Goal of the exercise: Print all of the data exactly, with no line missing.

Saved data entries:
++++
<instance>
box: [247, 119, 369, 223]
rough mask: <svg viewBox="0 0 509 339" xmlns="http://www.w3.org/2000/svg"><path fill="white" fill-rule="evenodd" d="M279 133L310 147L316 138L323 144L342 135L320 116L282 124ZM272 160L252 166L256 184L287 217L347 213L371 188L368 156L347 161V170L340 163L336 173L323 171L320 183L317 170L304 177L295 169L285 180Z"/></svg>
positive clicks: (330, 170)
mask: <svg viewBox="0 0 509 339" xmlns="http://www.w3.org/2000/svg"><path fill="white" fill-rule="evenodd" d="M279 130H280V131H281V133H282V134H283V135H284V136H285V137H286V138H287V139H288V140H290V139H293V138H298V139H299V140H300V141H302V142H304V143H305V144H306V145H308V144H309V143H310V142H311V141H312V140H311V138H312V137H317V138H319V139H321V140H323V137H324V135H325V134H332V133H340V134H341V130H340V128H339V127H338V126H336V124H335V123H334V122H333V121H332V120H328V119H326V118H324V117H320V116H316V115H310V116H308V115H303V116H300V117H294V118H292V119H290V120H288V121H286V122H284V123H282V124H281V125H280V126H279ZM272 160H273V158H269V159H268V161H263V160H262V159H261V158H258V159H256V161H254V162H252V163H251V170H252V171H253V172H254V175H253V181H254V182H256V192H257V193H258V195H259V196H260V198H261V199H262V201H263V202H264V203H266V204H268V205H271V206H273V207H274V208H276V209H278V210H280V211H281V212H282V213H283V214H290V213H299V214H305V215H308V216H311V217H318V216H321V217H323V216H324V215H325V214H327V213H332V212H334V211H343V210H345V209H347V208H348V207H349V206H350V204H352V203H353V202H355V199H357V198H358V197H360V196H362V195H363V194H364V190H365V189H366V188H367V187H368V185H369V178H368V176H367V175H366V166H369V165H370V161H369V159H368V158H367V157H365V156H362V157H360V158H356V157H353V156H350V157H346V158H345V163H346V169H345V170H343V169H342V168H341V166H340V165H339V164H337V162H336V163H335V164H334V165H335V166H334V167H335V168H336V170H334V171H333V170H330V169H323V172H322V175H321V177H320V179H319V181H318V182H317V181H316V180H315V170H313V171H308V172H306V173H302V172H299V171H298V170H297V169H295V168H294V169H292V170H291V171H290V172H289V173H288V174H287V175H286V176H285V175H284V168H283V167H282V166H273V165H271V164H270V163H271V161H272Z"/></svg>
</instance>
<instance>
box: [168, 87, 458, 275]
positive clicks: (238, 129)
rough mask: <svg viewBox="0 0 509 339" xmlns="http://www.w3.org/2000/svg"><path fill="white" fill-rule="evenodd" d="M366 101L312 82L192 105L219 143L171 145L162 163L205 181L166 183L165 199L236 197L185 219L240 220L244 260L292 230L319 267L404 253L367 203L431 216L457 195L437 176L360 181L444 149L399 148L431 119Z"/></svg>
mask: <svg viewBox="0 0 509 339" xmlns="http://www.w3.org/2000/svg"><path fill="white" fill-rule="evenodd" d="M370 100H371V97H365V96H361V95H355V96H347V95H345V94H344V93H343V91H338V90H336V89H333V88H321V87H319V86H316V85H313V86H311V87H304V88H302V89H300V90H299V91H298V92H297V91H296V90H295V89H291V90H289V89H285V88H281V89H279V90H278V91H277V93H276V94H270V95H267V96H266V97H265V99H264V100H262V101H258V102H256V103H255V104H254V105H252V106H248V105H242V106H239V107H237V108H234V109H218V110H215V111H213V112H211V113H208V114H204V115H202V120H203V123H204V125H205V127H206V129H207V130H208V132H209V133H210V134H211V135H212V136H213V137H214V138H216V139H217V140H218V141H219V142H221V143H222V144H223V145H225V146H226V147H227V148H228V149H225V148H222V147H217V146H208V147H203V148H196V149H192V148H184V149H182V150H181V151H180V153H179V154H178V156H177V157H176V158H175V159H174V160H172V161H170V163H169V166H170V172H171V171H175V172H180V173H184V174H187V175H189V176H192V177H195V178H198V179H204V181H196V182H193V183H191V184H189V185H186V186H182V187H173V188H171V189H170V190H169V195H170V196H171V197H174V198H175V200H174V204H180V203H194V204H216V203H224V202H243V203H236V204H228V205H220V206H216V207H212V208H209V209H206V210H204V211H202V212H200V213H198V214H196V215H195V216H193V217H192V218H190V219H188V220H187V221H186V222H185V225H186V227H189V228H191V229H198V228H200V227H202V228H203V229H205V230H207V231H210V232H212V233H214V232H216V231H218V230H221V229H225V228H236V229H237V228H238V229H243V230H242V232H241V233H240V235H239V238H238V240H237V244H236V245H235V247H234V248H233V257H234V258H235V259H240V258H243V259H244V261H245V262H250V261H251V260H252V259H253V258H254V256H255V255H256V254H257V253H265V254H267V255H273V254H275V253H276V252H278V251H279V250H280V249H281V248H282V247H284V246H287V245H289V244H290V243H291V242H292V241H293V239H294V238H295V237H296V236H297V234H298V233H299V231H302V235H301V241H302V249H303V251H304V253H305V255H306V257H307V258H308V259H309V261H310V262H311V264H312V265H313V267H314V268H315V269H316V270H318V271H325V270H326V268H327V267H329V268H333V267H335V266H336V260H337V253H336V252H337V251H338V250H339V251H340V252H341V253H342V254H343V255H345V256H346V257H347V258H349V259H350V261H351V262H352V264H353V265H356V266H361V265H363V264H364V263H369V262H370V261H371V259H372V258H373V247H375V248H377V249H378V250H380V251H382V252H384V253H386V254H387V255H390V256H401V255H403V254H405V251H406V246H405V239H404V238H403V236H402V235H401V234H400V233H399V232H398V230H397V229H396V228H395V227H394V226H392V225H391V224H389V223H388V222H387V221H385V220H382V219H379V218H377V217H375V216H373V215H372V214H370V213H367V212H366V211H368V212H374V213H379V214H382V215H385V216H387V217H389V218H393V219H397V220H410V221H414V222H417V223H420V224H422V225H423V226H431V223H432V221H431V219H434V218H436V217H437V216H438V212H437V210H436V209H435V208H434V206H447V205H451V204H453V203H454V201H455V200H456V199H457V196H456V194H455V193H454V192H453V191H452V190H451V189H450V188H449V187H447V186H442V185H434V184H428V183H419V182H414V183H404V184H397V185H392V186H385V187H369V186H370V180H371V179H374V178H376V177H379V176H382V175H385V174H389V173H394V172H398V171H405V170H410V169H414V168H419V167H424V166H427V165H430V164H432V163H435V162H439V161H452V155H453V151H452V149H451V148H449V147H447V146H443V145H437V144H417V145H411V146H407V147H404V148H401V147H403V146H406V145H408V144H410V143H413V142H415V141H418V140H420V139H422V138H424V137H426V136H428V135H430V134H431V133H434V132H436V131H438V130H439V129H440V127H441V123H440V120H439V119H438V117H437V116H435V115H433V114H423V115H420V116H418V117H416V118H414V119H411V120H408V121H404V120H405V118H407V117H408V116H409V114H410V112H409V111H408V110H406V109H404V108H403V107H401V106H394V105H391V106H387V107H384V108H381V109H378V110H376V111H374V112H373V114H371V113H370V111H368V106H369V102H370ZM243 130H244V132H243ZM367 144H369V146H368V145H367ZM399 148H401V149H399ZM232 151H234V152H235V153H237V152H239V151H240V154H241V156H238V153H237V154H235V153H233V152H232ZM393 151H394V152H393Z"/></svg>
++++
Response to this exercise:
<instance>
box: [247, 119, 369, 223]
rough mask: <svg viewBox="0 0 509 339" xmlns="http://www.w3.org/2000/svg"><path fill="white" fill-rule="evenodd" d="M279 133L310 147L316 138L323 144L342 135L320 116L282 124ZM272 160L252 166L256 184L287 217L347 213L371 188L368 156L347 161V170L340 163L336 173L323 171L320 183L317 170L304 177L295 169L285 180Z"/></svg>
positive clicks: (330, 170)
mask: <svg viewBox="0 0 509 339" xmlns="http://www.w3.org/2000/svg"><path fill="white" fill-rule="evenodd" d="M279 130H280V131H281V133H282V134H283V135H284V136H285V137H286V138H287V139H288V140H290V139H293V138H298V139H299V140H300V141H302V142H304V143H305V144H306V145H308V144H309V143H310V142H311V141H312V140H311V138H312V137H317V138H319V139H321V140H323V137H324V135H325V134H332V133H340V134H341V130H340V128H339V127H338V126H336V124H335V123H334V122H333V121H332V120H328V119H326V118H324V117H320V116H316V115H310V116H308V115H303V116H300V117H294V118H292V119H290V120H288V121H286V122H284V123H282V124H281V125H280V126H279ZM272 160H273V158H269V159H268V161H263V160H262V159H261V158H258V159H256V161H254V162H252V163H251V170H252V171H253V172H254V175H253V181H254V182H256V192H257V193H258V195H259V196H260V198H261V199H262V201H263V202H264V203H266V204H268V205H271V206H273V207H274V208H276V209H278V210H280V211H281V212H282V213H283V214H290V213H299V214H305V215H308V216H311V217H318V216H321V217H323V216H324V215H325V214H327V213H332V212H334V211H343V210H345V209H347V208H348V207H349V206H350V204H352V203H353V202H355V199H357V198H358V197H360V196H362V195H363V194H364V190H365V189H366V188H367V187H368V185H369V178H368V176H367V175H366V166H369V165H370V161H369V159H368V158H367V157H365V156H362V157H360V158H356V157H353V156H350V157H346V158H345V163H346V169H345V170H343V169H342V168H341V166H340V165H339V164H337V162H336V163H335V164H334V165H335V166H334V167H335V168H336V170H334V171H333V170H330V169H323V172H322V175H321V177H320V179H319V181H318V182H317V181H316V180H315V170H313V171H308V172H306V173H302V172H299V171H298V170H297V169H295V168H294V169H292V170H291V171H290V172H289V173H288V174H287V175H286V176H285V175H284V168H283V167H282V166H273V165H271V164H270V163H271V161H272Z"/></svg>
</instance>
<instance>
box: [168, 87, 458, 275]
positive clicks: (238, 129)
rough mask: <svg viewBox="0 0 509 339" xmlns="http://www.w3.org/2000/svg"><path fill="white" fill-rule="evenodd" d="M366 101L312 82L192 105L219 143L171 145L162 163L205 181L166 183L165 199L236 197L185 219L240 220L244 260L292 230L319 267L404 253L367 203L431 216L457 195L437 176L360 181L444 149L399 148L431 119Z"/></svg>
mask: <svg viewBox="0 0 509 339" xmlns="http://www.w3.org/2000/svg"><path fill="white" fill-rule="evenodd" d="M370 100H371V97H365V96H361V95H355V96H347V95H345V94H344V93H343V91H338V90H336V89H333V88H321V87H319V86H316V85H313V86H311V87H304V88H302V89H300V90H299V91H298V92H297V91H296V90H295V89H291V90H289V89H285V88H281V89H279V90H278V91H277V93H276V94H270V95H267V96H266V97H265V99H264V100H262V101H258V102H256V103H255V104H254V105H252V106H248V105H242V106H239V107H237V108H234V109H218V110H215V111H213V112H211V113H208V114H204V115H202V120H203V123H204V125H205V127H206V129H207V130H208V132H209V133H210V134H211V135H212V136H213V137H214V138H216V139H217V140H218V141H219V142H221V143H222V144H223V145H225V146H226V147H227V148H228V149H225V148H222V147H217V146H208V147H203V148H196V149H192V148H184V149H182V150H181V151H180V153H179V154H178V156H177V157H176V158H175V159H174V160H172V161H170V163H169V166H170V172H171V171H175V172H180V173H184V174H187V175H189V176H192V177H195V178H198V179H204V181H196V182H193V183H191V184H189V185H186V186H182V187H173V188H171V189H170V190H169V195H170V196H171V197H174V198H175V200H174V204H180V203H194V204H216V203H224V202H243V203H236V204H228V205H220V206H216V207H212V208H209V209H206V210H204V211H202V212H200V213H198V214H196V215H195V216H193V217H192V218H190V219H188V220H187V221H186V222H185V225H186V227H189V228H191V229H198V228H200V227H202V228H203V229H205V230H207V231H210V232H212V233H214V232H216V231H218V230H221V229H225V228H236V229H237V228H238V229H243V230H242V232H241V233H240V235H239V238H238V240H237V244H236V245H235V247H234V248H233V257H234V258H235V259H240V258H243V259H244V261H245V262H250V261H251V260H252V259H253V258H254V256H255V255H256V254H257V253H265V254H267V255H273V254H275V253H276V252H278V251H279V250H280V249H281V248H282V247H284V246H287V245H289V244H290V243H291V242H292V241H293V239H294V238H295V237H296V236H297V234H298V233H299V231H302V235H301V241H302V249H303V251H304V253H305V255H306V257H307V258H308V259H309V261H310V262H311V264H312V265H313V267H314V268H315V269H316V270H318V271H325V270H326V268H327V267H329V268H333V267H335V266H336V260H337V253H336V252H337V251H338V250H339V251H340V252H341V253H342V254H343V255H345V256H346V257H347V258H349V259H350V261H351V262H352V264H353V265H356V266H361V265H363V264H364V263H369V262H370V261H371V259H372V258H373V247H375V248H377V249H378V250H380V251H382V252H384V253H386V254H387V255H390V256H401V255H403V254H405V251H406V246H405V239H404V238H403V236H402V235H401V234H400V233H399V232H398V230H397V229H396V228H395V227H394V226H392V225H391V224H389V223H388V222H387V221H385V220H382V219H379V218H377V217H375V216H373V215H372V214H370V213H367V212H366V211H368V212H374V213H379V214H382V215H385V216H387V217H389V218H393V219H397V220H410V221H414V222H417V223H420V224H422V225H423V226H431V223H432V221H431V219H434V218H436V217H437V216H438V212H437V210H436V209H435V208H434V206H447V205H451V204H453V203H454V201H455V200H456V199H457V196H456V194H455V193H454V192H453V191H452V190H451V189H450V188H449V187H447V186H442V185H434V184H428V183H419V182H414V183H404V184H397V185H392V186H385V187H369V186H370V180H371V179H374V178H376V177H379V176H382V175H385V174H389V173H394V172H398V171H405V170H410V169H414V168H419V167H424V166H427V165H430V164H432V163H435V162H439V161H452V155H453V151H452V149H451V148H449V147H447V146H443V145H437V144H417V145H411V146H407V147H404V148H401V147H403V146H406V145H408V144H410V143H413V142H415V141H418V140H420V139H422V138H424V137H426V136H428V135H430V134H431V133H434V132H436V131H438V130H439V129H440V127H441V123H440V120H439V119H438V117H437V116H435V115H433V114H423V115H420V116H418V117H416V118H414V119H411V120H408V121H404V120H405V118H407V117H408V116H409V114H410V112H409V111H408V110H406V109H404V108H403V107H401V106H394V105H391V106H387V107H384V108H381V109H378V110H376V111H374V112H373V114H371V113H370V111H368V106H369V102H370ZM243 130H244V132H243ZM367 144H369V146H368V145H367ZM399 148H401V149H399ZM232 151H234V152H235V153H237V152H239V151H240V154H241V156H238V153H237V154H235V153H233V152H232ZM393 151H394V152H393Z"/></svg>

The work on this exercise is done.